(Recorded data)
_ _ _ _
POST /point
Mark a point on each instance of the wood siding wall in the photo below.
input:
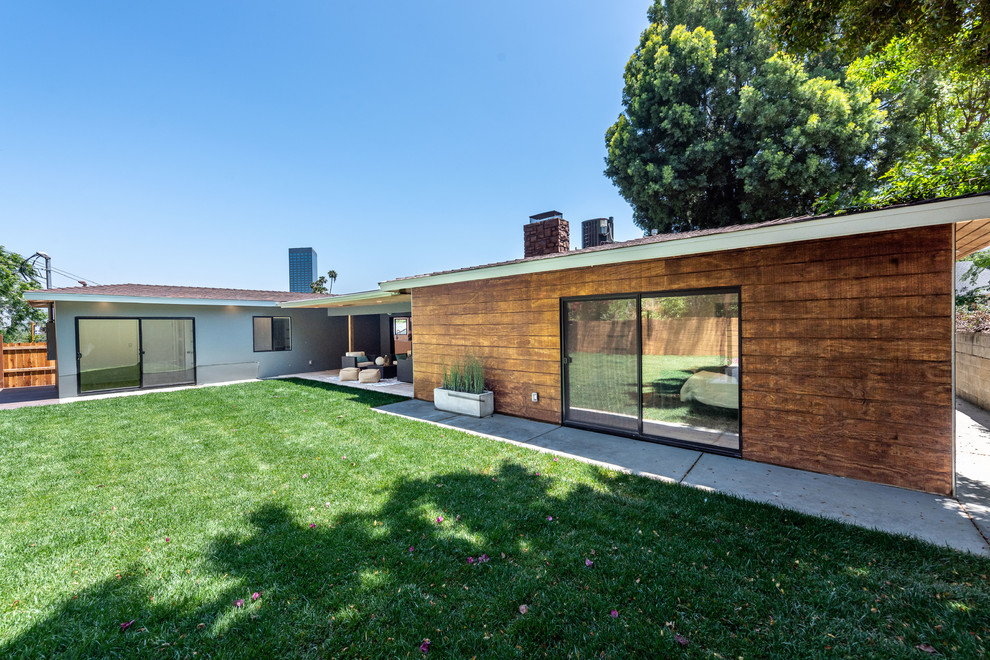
(846, 346)
(25, 365)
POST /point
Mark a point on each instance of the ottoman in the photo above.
(369, 376)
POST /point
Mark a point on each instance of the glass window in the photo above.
(272, 333)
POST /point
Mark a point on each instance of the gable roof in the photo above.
(771, 232)
(166, 294)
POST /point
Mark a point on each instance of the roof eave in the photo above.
(906, 217)
(346, 300)
(46, 297)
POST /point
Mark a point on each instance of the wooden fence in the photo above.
(25, 365)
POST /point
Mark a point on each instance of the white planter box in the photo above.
(464, 403)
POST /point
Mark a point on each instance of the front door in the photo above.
(659, 366)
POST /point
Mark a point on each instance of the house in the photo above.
(819, 343)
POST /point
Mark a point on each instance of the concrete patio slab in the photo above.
(21, 397)
(939, 520)
(416, 409)
(973, 463)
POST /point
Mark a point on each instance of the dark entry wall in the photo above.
(366, 334)
(846, 346)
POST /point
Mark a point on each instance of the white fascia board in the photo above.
(907, 217)
(384, 308)
(341, 300)
(42, 296)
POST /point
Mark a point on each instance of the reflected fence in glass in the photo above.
(602, 363)
(169, 356)
(108, 354)
(130, 353)
(690, 367)
(663, 366)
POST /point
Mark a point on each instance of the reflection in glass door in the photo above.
(602, 363)
(691, 368)
(129, 353)
(168, 356)
(108, 354)
(658, 366)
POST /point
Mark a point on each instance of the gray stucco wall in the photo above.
(224, 339)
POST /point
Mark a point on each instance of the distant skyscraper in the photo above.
(302, 269)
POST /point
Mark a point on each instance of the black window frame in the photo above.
(639, 435)
(271, 329)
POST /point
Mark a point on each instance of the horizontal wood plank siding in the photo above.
(846, 346)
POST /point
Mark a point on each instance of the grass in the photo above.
(167, 508)
(601, 381)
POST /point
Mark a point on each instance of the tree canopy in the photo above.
(957, 31)
(320, 285)
(718, 129)
(15, 312)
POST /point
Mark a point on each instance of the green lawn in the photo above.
(167, 508)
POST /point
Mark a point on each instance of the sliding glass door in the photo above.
(602, 362)
(108, 354)
(691, 368)
(169, 354)
(129, 353)
(661, 366)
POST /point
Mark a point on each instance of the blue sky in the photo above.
(193, 143)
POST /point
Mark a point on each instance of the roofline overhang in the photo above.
(43, 296)
(949, 211)
(358, 299)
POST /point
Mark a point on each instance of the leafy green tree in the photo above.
(320, 285)
(15, 313)
(718, 130)
(957, 31)
(941, 117)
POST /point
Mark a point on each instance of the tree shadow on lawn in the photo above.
(370, 398)
(670, 561)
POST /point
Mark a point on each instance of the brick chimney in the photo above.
(546, 233)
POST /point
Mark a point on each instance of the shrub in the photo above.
(466, 376)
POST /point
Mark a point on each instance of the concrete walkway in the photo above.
(973, 462)
(939, 520)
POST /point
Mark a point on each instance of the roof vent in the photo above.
(597, 231)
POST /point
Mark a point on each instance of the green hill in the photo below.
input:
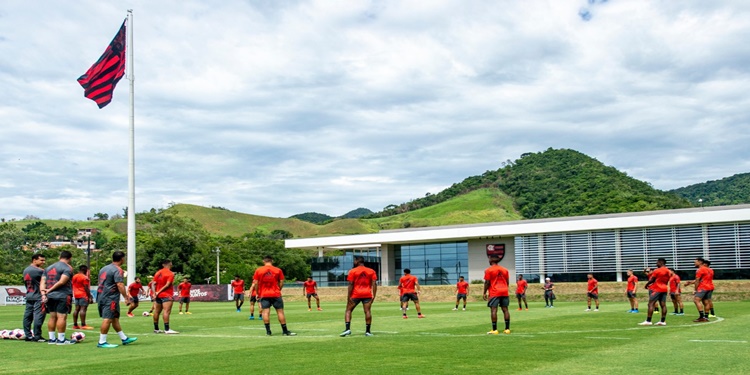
(729, 190)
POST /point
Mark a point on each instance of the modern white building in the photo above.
(606, 245)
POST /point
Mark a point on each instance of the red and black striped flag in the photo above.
(100, 80)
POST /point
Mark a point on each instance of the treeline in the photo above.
(556, 183)
(161, 234)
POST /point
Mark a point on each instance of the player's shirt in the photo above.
(310, 286)
(268, 278)
(661, 279)
(498, 278)
(109, 276)
(238, 286)
(53, 274)
(521, 287)
(707, 278)
(184, 289)
(408, 283)
(361, 278)
(134, 289)
(164, 278)
(81, 286)
(462, 287)
(32, 275)
(674, 284)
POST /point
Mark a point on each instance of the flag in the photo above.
(100, 80)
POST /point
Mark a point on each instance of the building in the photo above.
(565, 248)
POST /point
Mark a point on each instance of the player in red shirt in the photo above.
(704, 281)
(184, 289)
(630, 291)
(592, 292)
(310, 289)
(134, 290)
(658, 281)
(675, 293)
(82, 297)
(363, 287)
(410, 289)
(268, 282)
(496, 282)
(521, 287)
(238, 287)
(164, 292)
(462, 290)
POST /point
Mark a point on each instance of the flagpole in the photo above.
(131, 162)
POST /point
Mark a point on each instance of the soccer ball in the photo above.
(17, 334)
(78, 336)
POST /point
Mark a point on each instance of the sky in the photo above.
(279, 108)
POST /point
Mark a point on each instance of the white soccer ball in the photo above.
(78, 336)
(17, 334)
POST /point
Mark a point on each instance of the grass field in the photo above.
(216, 339)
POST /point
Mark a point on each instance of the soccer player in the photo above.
(363, 287)
(521, 292)
(592, 292)
(675, 293)
(704, 281)
(630, 292)
(82, 297)
(462, 290)
(549, 293)
(238, 286)
(134, 290)
(311, 290)
(164, 292)
(268, 282)
(658, 278)
(184, 288)
(34, 314)
(111, 287)
(496, 288)
(57, 294)
(410, 287)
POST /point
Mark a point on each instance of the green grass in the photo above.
(216, 339)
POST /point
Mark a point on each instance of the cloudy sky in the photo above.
(278, 108)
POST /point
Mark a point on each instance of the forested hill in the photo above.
(729, 190)
(557, 183)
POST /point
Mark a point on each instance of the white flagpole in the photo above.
(131, 162)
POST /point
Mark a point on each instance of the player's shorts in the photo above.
(658, 296)
(704, 294)
(276, 302)
(59, 305)
(163, 300)
(498, 301)
(109, 309)
(406, 297)
(356, 301)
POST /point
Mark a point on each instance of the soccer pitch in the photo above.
(217, 339)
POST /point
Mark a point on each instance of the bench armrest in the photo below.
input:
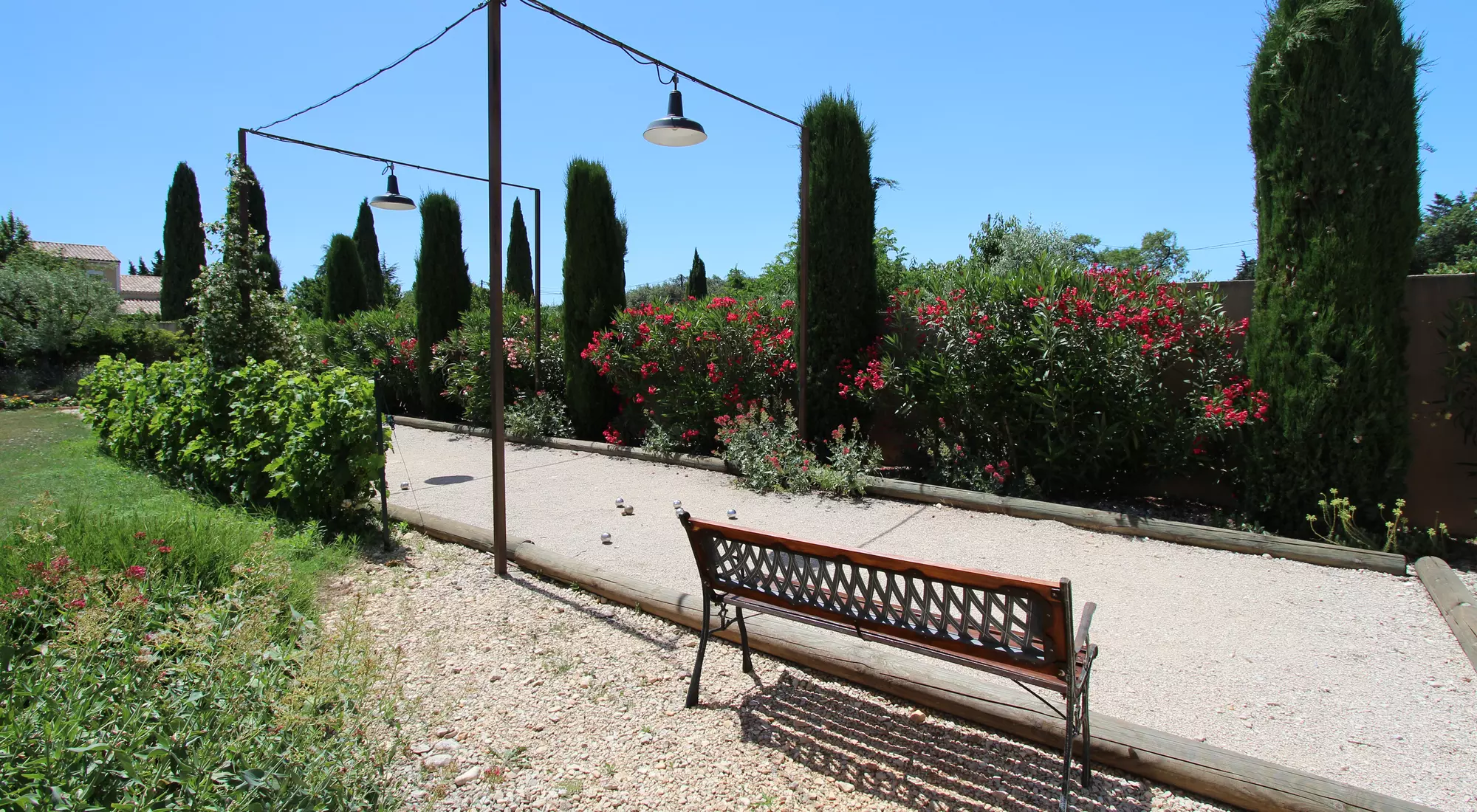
(1083, 625)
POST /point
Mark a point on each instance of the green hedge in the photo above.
(261, 435)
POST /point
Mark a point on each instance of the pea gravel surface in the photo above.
(524, 695)
(1346, 674)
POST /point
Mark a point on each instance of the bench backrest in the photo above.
(974, 613)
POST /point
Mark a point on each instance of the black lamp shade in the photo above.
(676, 129)
(392, 199)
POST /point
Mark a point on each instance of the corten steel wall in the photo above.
(1441, 485)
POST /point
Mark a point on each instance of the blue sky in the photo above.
(1110, 119)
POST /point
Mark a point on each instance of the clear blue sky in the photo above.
(1110, 119)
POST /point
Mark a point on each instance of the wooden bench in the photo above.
(1012, 627)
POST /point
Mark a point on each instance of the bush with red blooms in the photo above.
(679, 367)
(1058, 380)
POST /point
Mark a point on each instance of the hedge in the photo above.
(261, 435)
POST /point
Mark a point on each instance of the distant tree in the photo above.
(844, 297)
(442, 293)
(1334, 111)
(521, 259)
(698, 278)
(369, 247)
(594, 290)
(1247, 268)
(14, 237)
(1448, 241)
(184, 246)
(343, 280)
(1157, 252)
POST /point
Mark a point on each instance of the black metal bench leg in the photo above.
(744, 641)
(1088, 736)
(1067, 749)
(702, 649)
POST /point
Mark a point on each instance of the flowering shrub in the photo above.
(373, 343)
(1064, 382)
(853, 458)
(466, 361)
(767, 453)
(680, 367)
(259, 435)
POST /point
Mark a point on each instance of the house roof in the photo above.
(132, 287)
(134, 306)
(75, 252)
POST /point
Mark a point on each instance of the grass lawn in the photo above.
(159, 652)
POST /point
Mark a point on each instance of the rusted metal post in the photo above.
(538, 281)
(500, 486)
(804, 293)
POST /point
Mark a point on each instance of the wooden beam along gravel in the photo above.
(1089, 519)
(1176, 761)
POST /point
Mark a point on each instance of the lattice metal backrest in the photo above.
(1001, 621)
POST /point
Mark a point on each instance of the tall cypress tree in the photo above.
(442, 293)
(369, 246)
(184, 244)
(343, 280)
(258, 219)
(521, 259)
(844, 261)
(1333, 111)
(698, 278)
(594, 290)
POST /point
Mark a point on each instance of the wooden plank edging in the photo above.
(1457, 603)
(1089, 519)
(1176, 761)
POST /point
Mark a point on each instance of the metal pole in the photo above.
(804, 293)
(538, 281)
(500, 488)
(385, 486)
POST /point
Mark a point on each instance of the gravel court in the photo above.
(524, 695)
(1346, 674)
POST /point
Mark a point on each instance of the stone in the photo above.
(472, 774)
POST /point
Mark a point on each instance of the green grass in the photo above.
(184, 678)
(104, 504)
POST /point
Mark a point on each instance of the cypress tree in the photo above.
(343, 280)
(594, 290)
(698, 278)
(844, 262)
(1333, 111)
(442, 293)
(258, 219)
(184, 244)
(521, 259)
(369, 247)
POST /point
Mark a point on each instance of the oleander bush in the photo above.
(373, 343)
(466, 362)
(156, 662)
(679, 368)
(1063, 382)
(259, 435)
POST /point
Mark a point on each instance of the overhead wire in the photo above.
(413, 52)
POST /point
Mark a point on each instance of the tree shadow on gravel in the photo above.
(928, 765)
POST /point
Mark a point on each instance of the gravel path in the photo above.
(524, 695)
(1348, 674)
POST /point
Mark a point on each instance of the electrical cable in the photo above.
(428, 44)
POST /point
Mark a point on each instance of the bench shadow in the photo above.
(930, 765)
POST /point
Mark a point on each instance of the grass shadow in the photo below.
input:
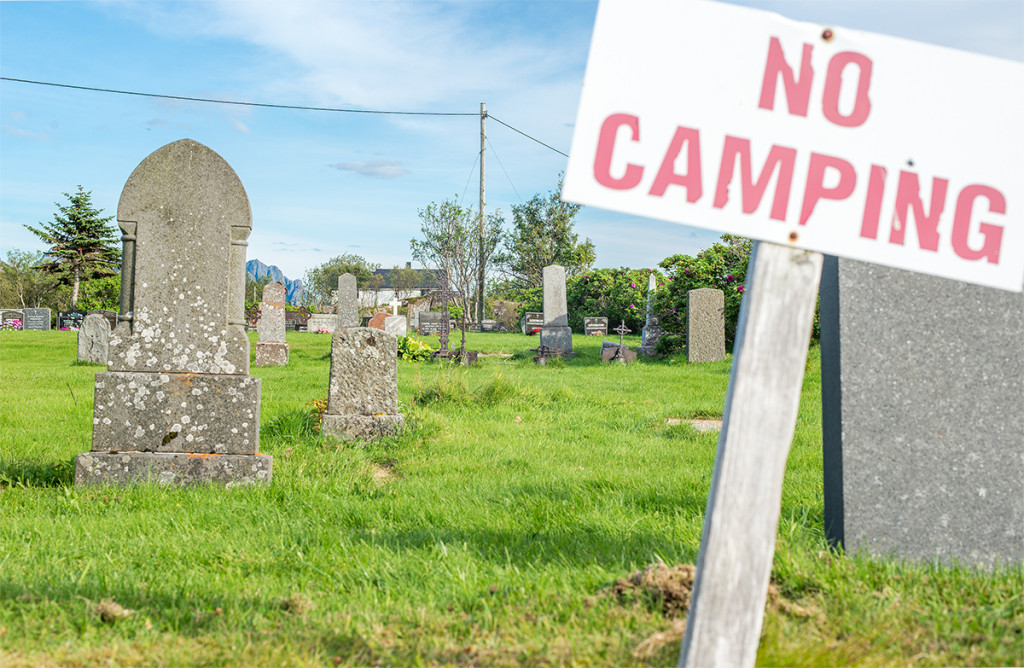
(28, 473)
_ _ _ _
→ EXERCISE DETAILS: With pictures left out, transcribe each line from the one containing "Mark a point on each instance of the gravel path" through the end of the data, both ends included.

→ RESPONSE FOR THIS EXERCISE:
Mark a point on each instance of the gravel path in the photo above.
(524, 695)
(1348, 674)
POST /point
Mark a point on each instance of the electrical cable in the photo above.
(428, 44)
POST /point
Mark a point on each instance of the bench shadow in the photo above.
(930, 765)
POST /point
Mark a point on each instance of the grass shadow in the photo below.
input:
(28, 473)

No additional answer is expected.